It is the first game in the Call of Duty series to introduce two different game modes. The "Normalized" mode was added to allow console players a way to adjust to the smaller kill box of Call of Duty, its expansion United Offensive, and Call of Duty 2.

On the Xbox 360, Call of Duty 3 divides its multiplayer aspect into Player and Ranked matches. Player matches allow players to invite other players into their games, but do not contribute points toward the leader board or unlock Achievements. Ranked matches put the player with and against teams of random players, and contribute towards player points and allow players to unlock Achievements.

In line with other online-enabled games on the original Xbox, multiplayer for Call of Duty 3 on Xbox Live was available to players until April 15, 2010. The game is now playable online on the replacement Xbox Live servers called Insignia.

==Plot==
===American campaign===
In the American campaign, the player controls Private Nichols, a replacement for the 29th Infantry Division. The squad participates in the final offensive in the capture of Saint-Lô, where they meet Pfc. Salvadore Guzzo, a radio operator who becomes a part of the squad.. Afterwards, the squad got transferred to the 90th Infantry Division as reinforcements to help secure Saint-Germain-sur-Sèves in heavy hedgerow fighting.

The squad assaults Mayenne to capture its bridge before the Germans could destroy it. Private Huxley is wounded in the fighting, forcing Sergeant Frank McCullin to disarm the German bombs rigged to the bridge in his place, but is mortally wounded. Corporal Mike Dixon is promoted to Sergeant and assumes command. Shortly after, the squad is sent to clear out Forêt d'Écouves and to locate a company of combat engineers; a surviving engineer reveals that their supply depot was overrun. The squad recaptures the depot and destroys a German roadblock. They then aid in the liberation of a crossroads at Le Bourg-Saint-Léonard, trapping the remaining German forces by closing the Falaise Pocket, before being ordered to defend Chambois against those retreating.

• PARTS OF THE EXERCISE
A. Answer these questions about the Call of Duty 3 passage:
(i) Until what date was multiplayer for the game on Xbox Live available on the original Xbox?
(ii) Which division does Private Nichols join as a replacement?
(iii) Who is promoted to Sergeant and assumes command of the squad?
B. Quote the Call of Duty 3 passage word for word, everything from "In line with" down to "heavy hedgerow fighting.".

• RECORD SET
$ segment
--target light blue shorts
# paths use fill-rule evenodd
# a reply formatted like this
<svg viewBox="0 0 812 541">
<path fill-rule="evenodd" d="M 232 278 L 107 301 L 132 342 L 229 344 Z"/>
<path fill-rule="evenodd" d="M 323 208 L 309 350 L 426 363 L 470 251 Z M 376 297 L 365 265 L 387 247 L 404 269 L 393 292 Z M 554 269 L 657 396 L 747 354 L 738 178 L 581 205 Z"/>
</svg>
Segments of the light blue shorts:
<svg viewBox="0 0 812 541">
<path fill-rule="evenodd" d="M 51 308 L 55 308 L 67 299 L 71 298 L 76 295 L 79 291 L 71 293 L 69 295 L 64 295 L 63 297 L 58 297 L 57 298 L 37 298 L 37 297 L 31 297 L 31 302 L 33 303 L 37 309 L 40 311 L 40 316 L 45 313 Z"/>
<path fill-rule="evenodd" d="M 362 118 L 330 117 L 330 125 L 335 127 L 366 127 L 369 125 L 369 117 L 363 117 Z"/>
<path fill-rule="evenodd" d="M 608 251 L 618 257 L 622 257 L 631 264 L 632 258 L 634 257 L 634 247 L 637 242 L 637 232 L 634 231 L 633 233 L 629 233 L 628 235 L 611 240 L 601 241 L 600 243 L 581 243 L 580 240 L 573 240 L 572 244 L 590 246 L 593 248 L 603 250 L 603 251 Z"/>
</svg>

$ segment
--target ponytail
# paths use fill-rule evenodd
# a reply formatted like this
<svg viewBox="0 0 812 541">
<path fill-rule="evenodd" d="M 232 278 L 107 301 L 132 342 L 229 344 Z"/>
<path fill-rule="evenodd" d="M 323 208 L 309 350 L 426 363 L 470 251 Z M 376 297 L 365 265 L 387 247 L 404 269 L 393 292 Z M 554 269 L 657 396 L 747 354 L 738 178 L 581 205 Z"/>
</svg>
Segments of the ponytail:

* * *

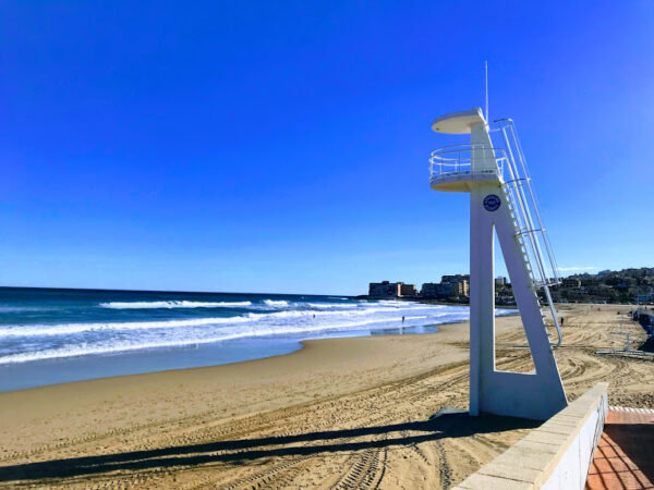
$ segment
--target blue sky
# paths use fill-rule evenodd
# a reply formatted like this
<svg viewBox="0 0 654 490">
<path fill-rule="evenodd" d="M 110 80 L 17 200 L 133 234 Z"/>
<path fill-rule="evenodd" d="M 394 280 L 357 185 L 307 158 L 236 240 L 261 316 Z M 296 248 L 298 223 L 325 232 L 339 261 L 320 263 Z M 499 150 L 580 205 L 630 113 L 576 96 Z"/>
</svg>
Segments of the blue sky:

• ANSWERS TO EACH TASK
A.
(i) April 15, 2010
(ii) The 29th Infantry Division
(iii) Corporal Mike Dixon

B.
In line with other online-enabled games on the original Xbox, multiplayer for Call of Duty 3 on Xbox Live was available to players until April 15, 2010. The game is now playable online on the replacement Xbox Live servers called Insignia.

==Plot==
===American campaign===
In the American campaign, the player controls Private Nichols, a replacement for the 29th Infantry Division. The squad participates in the final offensive in the capture of Saint-Lô, where they meet Pfc. Salvadore Guzzo, a radio operator who becomes a part of the squad.. Afterwards, the squad got transferred to the 90th Infantry Division as reinforcements to help secure Saint-Germain-sur-Sèves in heavy hedgerow fighting.